Copy word for word the stretch of the article about the cognitive clock that runs from "- I am going" to "Apply, Table, Penny.".
====== TEXT PROVIDED
Researchers from the Rush University Medical Center developed a novel method to monitor the brain health of patients to improve the early diagnosis and treatment of certain diseases including Alzheimer’s disease and dementia. This “cognitive clock,” which is the term that has been coined for this new screening technique, involves measuring an individual’s cognitive age, rather than their chronological age, to assess the patient’s risk of poor health outcomes.
Brain Health. Image Credit: HQuality/Shutterstock.com
Physical vs. mental aging
Aging, which is used to describe the increase in an individual’s chronological age, generally increases an individual’s risk for adverse health outcomes including dementia, disability, and mortality. While the link between advancing age and disease development has been widely documented, it is important to note that aging does not affect all people uniformly.
The cognitive decline that occurs in certain neuropathologies like Alzheimer’s disease and dementia, for example, is weakly related to the patient’s chronological age. Therefore, it appears that deteriorating brain health as a result of certain pathologic factors has a more significant impact on the development of these neurological diseases as compared to chronological age alone.
How can brain health be measured?
A considerable amount of research has been conducted over the past several decades to identify the different biomarkers that are responsible for a wide range of neurodegenerative and vascular pathologies. Despite these efforts, many of these hallmarks of brain aging cannot be identified while the patient is still alive, as they often require histopathological analysis of the brain. As a result, there remains a limited ability of healthcare practitioners to accurately assess brain health to more accurately predict the patient’s cognitive and other health outcomes.
Recently, researchers at the Rush University Medical Center in Chicago, Illinois developed the “cognitive clock” as a tool to monitor the brain health of patients by assessing their cognitive performance. The criteria for the 1,057 participants of this study included the absence of cognitive impairment at baseline, as well as a valid Mini-Mental Status Examination (MMSE) score that was repeated once a year for up to 24 years before the patients died.
During these annual clinical evaluations, the patients would undergo various neurologic examinations, cognitive assessments, and medical history interviews. Repeated MMSE scores were used as the primary cognitive measure in this study.
Some of the different questions that were incorporated into these evaluations included:
- What is today’s date?
- What town, county, and state are we in?
- I am going to name 3 objects. After I have said them, I want you to repeat them back to me. Remember what they are because I will ask you to name them again in a few minutes: Apply, Table, Penny.
- Please write a sentence.
- Take this piece of paper in your right hand, fold it in half with both hands, and put it in your lab.
- Here is a drawing. Please copy the drawing on the same piece of paper.
- Please repeat the following: No ifs, ands, or buts.
- What are the 3 objects I asked you to remember a few moments ago?
============
====== SOURCE DATA
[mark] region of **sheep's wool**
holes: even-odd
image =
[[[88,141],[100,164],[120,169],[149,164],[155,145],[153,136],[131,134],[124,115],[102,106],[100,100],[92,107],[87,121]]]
============
**ANSWER SPACE**
- I am going to name 3 objects. After I have said them, I want you to repeat them back to me. Remember what they are because I will ask you to name them again in a few minutes: Apply, Table, Penny.